The records are to be copied from the line that contains "Exercise. For every instance of the hillside" through their last line, word for word, with every picture left out.

### Input data:
+ + + + + + +

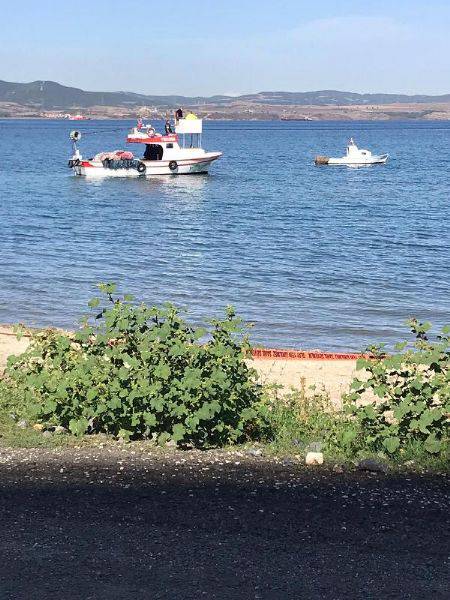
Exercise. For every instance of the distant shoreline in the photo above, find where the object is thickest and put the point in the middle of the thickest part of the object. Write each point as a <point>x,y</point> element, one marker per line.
<point>325,118</point>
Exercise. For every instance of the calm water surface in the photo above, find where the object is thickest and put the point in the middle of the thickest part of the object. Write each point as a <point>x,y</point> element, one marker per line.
<point>331,258</point>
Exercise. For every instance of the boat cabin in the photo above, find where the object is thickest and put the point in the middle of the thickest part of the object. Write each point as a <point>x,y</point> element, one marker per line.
<point>159,146</point>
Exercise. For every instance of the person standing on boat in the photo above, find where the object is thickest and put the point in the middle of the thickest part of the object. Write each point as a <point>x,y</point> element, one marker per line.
<point>178,114</point>
<point>168,127</point>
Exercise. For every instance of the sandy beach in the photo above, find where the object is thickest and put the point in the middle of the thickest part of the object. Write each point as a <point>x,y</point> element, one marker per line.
<point>333,376</point>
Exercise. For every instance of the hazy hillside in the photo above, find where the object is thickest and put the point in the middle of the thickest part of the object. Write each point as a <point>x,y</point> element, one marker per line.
<point>52,95</point>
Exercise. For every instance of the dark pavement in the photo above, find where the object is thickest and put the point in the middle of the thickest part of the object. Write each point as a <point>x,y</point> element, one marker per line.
<point>114,524</point>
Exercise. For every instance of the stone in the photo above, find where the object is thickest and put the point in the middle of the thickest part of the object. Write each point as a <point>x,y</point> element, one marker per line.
<point>314,447</point>
<point>372,465</point>
<point>254,452</point>
<point>314,458</point>
<point>60,429</point>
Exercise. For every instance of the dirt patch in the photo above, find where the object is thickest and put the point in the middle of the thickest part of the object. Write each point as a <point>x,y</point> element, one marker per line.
<point>333,376</point>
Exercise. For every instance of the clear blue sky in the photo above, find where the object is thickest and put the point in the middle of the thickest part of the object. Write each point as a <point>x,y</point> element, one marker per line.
<point>215,47</point>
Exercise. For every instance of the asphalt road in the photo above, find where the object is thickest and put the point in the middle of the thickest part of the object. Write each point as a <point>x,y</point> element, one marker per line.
<point>113,524</point>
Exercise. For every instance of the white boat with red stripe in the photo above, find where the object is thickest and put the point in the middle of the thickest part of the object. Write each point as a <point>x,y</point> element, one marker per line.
<point>176,152</point>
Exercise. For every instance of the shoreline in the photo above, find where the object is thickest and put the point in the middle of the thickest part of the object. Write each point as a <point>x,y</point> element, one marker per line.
<point>330,372</point>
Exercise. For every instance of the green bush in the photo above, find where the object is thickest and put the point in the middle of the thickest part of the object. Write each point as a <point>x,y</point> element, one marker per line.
<point>300,418</point>
<point>139,372</point>
<point>402,400</point>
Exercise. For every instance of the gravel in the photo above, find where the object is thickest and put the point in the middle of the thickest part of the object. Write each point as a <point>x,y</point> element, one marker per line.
<point>117,522</point>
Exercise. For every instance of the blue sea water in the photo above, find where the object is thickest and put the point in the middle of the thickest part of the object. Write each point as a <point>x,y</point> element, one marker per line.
<point>316,257</point>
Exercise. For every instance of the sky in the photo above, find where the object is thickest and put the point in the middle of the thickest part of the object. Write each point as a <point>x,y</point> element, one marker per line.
<point>201,47</point>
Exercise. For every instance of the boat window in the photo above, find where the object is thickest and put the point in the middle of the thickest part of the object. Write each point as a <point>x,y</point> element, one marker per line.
<point>153,152</point>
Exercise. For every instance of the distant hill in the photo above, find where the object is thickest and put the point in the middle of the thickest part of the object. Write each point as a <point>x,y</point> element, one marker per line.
<point>51,95</point>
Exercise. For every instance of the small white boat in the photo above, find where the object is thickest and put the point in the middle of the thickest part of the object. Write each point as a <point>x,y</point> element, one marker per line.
<point>354,157</point>
<point>163,154</point>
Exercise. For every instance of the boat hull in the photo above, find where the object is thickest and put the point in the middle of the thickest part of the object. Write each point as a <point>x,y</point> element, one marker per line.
<point>190,166</point>
<point>359,162</point>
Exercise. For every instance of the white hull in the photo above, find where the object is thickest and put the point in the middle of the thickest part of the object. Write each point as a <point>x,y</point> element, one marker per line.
<point>93,169</point>
<point>359,162</point>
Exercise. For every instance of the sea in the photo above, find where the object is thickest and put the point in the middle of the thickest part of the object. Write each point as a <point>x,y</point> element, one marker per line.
<point>330,258</point>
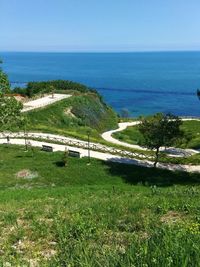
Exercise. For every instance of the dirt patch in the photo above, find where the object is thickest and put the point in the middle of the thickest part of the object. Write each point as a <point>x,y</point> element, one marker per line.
<point>68,112</point>
<point>26,174</point>
<point>172,217</point>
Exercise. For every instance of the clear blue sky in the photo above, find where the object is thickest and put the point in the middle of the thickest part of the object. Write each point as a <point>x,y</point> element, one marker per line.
<point>99,25</point>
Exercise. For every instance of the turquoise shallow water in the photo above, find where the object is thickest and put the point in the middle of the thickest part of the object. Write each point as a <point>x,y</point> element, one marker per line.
<point>143,83</point>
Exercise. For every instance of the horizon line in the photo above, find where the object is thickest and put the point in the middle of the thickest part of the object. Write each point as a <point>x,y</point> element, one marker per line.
<point>100,51</point>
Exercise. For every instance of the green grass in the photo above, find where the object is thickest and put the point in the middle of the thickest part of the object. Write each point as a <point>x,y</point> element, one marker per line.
<point>103,214</point>
<point>132,135</point>
<point>74,116</point>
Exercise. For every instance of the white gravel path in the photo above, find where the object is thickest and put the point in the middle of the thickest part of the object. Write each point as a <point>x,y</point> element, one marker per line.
<point>107,156</point>
<point>175,152</point>
<point>43,101</point>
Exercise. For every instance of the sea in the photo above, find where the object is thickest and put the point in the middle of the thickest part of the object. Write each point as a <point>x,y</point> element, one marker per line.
<point>142,83</point>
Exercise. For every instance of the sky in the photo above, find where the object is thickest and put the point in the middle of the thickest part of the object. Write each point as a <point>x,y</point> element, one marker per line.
<point>99,25</point>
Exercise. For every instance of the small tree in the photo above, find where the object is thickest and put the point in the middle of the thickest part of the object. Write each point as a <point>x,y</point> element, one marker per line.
<point>10,112</point>
<point>65,157</point>
<point>198,93</point>
<point>124,113</point>
<point>160,130</point>
<point>4,82</point>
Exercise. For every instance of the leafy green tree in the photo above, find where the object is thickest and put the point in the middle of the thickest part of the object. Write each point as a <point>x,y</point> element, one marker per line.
<point>160,130</point>
<point>10,113</point>
<point>198,93</point>
<point>4,82</point>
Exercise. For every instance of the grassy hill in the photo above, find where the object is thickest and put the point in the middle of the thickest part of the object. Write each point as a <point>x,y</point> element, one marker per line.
<point>103,214</point>
<point>191,128</point>
<point>75,116</point>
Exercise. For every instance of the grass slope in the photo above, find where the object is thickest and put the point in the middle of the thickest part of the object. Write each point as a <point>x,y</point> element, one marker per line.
<point>74,116</point>
<point>104,214</point>
<point>132,135</point>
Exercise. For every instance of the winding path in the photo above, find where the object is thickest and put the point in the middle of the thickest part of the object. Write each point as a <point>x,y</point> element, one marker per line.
<point>172,151</point>
<point>43,101</point>
<point>100,155</point>
<point>47,100</point>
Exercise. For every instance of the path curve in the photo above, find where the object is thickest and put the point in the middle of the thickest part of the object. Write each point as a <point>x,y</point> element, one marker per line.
<point>43,102</point>
<point>172,151</point>
<point>107,156</point>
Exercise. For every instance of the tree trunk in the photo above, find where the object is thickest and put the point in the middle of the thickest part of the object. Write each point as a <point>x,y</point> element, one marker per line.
<point>156,157</point>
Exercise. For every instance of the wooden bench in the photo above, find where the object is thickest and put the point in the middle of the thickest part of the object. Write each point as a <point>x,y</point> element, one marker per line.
<point>73,153</point>
<point>47,148</point>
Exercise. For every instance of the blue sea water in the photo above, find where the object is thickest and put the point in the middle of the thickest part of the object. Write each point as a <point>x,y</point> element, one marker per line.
<point>143,83</point>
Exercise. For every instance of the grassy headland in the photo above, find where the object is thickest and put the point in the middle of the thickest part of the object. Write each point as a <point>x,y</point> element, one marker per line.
<point>84,111</point>
<point>191,128</point>
<point>104,214</point>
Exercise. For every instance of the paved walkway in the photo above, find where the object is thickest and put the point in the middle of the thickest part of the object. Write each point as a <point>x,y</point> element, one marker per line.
<point>43,101</point>
<point>174,152</point>
<point>107,156</point>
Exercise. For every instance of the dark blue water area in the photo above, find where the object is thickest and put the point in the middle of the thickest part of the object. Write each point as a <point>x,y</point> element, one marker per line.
<point>143,83</point>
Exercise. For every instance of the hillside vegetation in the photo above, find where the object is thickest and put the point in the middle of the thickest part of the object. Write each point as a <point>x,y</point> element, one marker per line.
<point>191,128</point>
<point>103,214</point>
<point>74,116</point>
<point>35,88</point>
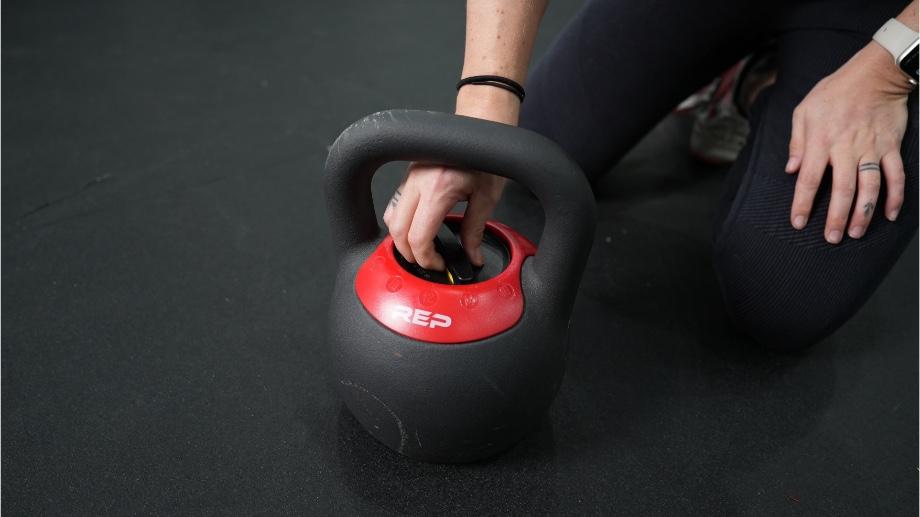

+ + + + + + +

### Problem solution:
Exercise. For every instance of the hillside vegetation in the photo above, find where the object is thickest and put the point in the middle of the thickest part of the object. Write each point as a <point>x,y</point> element, one marker per line.
<point>191,128</point>
<point>103,214</point>
<point>74,116</point>
<point>35,88</point>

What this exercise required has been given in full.